▶ [Short task]:
Format the lines of the material below as a JSON list of strings, one string per line and blank lines left out. Start at the line containing "the white countertop" and end at the last line of the material.

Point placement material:
* * *
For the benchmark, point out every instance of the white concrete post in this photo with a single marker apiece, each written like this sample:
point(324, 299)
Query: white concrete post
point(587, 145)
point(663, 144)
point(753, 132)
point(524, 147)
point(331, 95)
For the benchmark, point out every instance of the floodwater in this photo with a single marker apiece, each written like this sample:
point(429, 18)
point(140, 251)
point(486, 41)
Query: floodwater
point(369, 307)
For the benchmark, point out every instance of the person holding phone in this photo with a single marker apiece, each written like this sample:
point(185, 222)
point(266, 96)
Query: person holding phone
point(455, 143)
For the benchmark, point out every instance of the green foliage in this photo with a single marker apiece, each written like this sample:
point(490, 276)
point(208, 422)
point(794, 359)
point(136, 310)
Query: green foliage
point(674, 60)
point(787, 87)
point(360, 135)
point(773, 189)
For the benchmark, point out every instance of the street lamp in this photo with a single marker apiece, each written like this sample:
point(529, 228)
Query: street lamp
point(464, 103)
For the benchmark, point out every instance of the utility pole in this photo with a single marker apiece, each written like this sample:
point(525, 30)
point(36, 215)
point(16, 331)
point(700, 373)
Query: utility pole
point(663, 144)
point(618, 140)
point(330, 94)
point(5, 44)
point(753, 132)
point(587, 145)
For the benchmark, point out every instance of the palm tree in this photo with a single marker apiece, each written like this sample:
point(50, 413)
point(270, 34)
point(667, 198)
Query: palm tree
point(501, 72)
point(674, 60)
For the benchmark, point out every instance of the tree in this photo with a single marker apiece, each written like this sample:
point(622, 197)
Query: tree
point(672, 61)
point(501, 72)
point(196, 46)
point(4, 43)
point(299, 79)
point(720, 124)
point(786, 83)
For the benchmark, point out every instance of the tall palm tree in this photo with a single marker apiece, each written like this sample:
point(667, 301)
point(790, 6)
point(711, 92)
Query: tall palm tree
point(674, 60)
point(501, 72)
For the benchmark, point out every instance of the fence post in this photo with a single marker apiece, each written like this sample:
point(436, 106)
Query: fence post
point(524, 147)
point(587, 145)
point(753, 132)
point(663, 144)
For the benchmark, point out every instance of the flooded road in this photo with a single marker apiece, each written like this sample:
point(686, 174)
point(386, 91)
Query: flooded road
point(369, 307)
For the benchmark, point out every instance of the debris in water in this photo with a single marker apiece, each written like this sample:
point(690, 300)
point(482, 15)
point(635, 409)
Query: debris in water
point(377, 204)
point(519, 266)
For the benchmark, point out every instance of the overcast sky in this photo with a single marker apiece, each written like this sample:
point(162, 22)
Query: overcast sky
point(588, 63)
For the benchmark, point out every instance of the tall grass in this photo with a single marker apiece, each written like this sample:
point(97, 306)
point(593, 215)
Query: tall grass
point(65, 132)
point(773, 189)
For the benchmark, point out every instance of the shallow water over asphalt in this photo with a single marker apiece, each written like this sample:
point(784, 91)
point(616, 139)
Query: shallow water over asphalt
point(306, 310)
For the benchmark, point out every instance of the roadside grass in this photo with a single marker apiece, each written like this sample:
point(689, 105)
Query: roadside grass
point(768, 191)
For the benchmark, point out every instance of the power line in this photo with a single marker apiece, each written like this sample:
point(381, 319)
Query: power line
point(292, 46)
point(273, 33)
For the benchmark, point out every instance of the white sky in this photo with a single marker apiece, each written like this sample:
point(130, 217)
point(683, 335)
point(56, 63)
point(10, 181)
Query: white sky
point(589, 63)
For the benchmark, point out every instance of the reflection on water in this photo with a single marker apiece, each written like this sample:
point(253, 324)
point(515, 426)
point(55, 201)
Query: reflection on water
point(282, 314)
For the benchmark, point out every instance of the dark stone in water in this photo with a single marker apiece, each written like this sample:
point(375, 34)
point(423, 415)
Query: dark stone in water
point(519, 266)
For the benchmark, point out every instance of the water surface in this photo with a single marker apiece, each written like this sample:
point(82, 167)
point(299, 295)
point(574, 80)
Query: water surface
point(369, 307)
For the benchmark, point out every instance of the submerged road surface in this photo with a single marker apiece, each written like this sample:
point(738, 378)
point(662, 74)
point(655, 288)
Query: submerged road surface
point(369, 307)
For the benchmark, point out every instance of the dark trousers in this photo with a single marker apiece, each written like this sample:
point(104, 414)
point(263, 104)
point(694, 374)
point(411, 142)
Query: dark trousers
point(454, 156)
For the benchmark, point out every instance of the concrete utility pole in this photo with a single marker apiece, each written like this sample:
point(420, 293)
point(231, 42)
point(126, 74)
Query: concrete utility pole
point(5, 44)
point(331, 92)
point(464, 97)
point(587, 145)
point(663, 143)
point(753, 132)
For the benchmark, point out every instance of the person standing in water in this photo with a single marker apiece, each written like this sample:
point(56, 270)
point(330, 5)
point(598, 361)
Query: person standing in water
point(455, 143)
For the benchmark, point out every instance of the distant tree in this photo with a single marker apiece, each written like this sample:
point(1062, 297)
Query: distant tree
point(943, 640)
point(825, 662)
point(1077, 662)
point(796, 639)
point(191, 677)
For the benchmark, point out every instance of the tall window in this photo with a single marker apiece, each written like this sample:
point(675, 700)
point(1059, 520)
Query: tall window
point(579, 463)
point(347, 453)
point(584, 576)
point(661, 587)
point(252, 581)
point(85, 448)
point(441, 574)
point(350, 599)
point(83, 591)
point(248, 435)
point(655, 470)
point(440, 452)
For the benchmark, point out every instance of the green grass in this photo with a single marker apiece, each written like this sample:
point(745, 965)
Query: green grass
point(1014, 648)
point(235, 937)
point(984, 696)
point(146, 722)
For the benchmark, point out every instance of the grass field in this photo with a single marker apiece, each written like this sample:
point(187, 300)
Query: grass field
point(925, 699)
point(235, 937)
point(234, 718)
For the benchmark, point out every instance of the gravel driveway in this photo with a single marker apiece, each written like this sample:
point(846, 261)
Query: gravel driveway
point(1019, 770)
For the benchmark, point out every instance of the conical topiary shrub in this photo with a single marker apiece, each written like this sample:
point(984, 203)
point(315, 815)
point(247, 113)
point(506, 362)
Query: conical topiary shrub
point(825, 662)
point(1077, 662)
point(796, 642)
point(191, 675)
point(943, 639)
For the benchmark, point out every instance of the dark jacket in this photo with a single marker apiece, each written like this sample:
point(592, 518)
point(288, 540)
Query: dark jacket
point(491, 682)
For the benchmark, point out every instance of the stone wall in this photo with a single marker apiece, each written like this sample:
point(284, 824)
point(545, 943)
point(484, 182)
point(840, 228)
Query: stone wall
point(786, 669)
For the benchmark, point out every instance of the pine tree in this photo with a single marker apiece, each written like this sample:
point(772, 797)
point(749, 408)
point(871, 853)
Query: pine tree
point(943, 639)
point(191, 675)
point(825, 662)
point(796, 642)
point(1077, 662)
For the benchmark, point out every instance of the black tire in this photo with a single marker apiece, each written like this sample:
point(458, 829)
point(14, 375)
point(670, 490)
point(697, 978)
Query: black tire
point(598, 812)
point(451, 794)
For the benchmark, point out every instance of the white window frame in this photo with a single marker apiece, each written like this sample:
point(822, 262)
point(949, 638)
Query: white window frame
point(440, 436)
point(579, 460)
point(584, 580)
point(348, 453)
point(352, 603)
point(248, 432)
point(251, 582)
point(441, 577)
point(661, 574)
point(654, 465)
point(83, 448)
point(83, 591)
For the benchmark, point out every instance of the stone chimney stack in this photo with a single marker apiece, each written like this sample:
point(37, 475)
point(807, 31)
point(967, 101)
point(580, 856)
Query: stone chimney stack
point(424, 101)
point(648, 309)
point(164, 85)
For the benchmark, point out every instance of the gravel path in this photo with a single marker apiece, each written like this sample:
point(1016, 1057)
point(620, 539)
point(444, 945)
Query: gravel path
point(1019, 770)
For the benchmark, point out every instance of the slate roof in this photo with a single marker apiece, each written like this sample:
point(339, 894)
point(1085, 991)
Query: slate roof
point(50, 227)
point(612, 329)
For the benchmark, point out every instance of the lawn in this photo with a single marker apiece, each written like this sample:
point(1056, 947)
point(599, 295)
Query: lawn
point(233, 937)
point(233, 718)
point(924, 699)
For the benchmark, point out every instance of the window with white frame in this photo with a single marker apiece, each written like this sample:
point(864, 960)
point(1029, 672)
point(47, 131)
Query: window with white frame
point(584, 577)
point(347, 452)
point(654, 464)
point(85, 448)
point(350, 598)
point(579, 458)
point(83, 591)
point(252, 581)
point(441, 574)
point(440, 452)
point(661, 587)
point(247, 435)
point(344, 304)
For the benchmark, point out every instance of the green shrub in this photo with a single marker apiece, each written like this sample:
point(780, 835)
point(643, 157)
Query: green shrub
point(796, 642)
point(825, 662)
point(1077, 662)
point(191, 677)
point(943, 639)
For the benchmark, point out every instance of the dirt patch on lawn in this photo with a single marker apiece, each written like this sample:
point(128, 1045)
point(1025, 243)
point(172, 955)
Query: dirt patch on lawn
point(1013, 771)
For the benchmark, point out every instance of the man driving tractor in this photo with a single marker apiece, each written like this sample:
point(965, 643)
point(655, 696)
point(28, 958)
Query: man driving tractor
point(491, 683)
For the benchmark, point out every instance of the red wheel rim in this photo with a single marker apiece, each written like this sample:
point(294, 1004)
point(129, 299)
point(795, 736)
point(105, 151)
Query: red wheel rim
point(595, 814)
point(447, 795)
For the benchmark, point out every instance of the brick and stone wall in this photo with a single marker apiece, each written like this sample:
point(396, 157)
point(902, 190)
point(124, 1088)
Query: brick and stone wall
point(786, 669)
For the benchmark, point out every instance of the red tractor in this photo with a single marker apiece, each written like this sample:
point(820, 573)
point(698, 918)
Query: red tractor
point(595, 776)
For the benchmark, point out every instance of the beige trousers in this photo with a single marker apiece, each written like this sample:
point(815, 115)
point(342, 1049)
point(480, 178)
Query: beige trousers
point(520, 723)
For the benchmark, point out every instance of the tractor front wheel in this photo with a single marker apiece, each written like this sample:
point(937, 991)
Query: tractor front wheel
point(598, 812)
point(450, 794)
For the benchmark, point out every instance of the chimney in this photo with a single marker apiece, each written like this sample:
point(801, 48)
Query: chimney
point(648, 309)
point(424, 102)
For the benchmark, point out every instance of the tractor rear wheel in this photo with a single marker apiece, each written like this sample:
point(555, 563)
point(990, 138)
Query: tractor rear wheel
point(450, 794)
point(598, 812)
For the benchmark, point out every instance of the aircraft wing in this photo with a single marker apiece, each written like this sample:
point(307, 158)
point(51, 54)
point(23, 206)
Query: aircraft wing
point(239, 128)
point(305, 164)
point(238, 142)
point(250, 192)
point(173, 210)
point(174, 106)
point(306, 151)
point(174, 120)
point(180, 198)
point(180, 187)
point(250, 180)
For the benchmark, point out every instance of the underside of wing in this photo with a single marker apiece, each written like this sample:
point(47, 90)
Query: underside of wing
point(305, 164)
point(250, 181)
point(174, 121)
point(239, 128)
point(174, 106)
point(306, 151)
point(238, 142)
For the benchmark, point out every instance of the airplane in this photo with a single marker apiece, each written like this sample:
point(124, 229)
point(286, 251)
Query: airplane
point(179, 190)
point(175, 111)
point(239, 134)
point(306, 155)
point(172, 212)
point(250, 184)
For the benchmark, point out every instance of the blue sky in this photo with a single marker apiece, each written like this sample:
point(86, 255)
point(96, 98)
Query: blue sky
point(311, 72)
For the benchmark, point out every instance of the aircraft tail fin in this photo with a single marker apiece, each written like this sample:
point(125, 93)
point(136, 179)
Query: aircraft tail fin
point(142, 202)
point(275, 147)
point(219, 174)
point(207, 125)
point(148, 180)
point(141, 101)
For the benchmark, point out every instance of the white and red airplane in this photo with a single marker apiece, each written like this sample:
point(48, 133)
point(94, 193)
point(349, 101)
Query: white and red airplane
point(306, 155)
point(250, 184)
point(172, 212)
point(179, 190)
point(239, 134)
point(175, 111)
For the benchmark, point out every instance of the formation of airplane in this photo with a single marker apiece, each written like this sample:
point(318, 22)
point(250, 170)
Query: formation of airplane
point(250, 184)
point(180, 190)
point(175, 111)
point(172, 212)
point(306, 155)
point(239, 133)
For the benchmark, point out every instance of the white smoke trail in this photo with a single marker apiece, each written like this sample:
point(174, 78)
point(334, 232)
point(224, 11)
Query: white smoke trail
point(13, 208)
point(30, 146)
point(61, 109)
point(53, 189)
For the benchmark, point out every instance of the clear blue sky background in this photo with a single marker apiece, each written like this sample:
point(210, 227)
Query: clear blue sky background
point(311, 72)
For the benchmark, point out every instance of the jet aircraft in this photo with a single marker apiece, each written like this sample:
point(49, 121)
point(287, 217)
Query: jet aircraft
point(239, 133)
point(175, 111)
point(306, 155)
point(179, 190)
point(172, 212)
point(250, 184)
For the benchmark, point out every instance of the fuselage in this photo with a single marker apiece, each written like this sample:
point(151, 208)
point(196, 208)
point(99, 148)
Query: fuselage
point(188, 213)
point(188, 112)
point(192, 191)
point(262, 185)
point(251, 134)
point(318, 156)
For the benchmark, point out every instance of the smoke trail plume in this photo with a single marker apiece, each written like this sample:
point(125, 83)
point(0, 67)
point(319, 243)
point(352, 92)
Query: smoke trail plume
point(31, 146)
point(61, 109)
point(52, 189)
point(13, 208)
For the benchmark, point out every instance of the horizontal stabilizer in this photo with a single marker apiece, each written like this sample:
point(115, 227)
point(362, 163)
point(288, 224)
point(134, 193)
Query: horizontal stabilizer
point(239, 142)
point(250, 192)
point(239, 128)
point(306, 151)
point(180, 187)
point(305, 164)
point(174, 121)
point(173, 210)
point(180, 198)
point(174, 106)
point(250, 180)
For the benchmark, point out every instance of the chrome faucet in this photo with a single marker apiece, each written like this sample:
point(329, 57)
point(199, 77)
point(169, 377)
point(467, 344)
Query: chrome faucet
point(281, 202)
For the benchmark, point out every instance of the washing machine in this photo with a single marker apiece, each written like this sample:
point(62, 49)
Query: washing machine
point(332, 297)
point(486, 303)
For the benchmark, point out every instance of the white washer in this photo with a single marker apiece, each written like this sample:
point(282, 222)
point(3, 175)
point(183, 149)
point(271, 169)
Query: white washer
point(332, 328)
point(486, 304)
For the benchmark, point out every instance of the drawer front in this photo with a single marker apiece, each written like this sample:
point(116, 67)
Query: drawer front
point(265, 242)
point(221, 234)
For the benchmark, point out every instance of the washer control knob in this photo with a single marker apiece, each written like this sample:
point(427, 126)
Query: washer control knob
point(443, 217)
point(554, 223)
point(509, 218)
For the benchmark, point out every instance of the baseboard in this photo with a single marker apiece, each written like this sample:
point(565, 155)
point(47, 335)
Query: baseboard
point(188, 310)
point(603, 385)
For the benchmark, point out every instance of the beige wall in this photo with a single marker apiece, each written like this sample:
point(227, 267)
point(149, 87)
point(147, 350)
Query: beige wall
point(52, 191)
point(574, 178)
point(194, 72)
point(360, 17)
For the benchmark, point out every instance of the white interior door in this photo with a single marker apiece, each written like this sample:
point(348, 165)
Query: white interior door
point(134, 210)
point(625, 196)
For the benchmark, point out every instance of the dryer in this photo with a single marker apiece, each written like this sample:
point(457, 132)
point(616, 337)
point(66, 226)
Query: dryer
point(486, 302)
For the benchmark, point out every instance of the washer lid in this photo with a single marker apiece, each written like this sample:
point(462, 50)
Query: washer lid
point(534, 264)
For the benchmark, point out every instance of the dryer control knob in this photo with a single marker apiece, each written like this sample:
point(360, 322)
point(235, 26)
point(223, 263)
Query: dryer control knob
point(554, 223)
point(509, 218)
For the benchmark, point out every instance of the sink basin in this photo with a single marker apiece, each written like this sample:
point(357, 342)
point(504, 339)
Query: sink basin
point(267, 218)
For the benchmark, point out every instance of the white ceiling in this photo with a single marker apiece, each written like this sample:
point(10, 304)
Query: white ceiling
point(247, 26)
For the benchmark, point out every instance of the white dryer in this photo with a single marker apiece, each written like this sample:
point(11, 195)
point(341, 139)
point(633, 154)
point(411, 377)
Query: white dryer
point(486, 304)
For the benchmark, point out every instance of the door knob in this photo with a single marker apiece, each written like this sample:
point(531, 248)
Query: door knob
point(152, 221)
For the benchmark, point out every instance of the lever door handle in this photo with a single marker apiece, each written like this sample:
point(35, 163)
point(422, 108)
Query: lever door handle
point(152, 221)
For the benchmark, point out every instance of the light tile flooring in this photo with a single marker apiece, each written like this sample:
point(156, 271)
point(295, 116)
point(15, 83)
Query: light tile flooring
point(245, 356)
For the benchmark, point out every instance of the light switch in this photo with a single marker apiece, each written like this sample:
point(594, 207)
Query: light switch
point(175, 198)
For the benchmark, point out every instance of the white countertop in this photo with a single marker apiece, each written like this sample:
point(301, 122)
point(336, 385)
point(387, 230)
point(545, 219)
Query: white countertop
* * *
▶ [Completed exercise]:
[
  "For the benchmark, point out every instance of the white countertop in this photo with a single marker apiece, each written like this sample:",
  "point(301, 122)",
  "point(336, 385)",
  "point(387, 230)",
  "point(545, 219)",
  "Query: white countertop"
]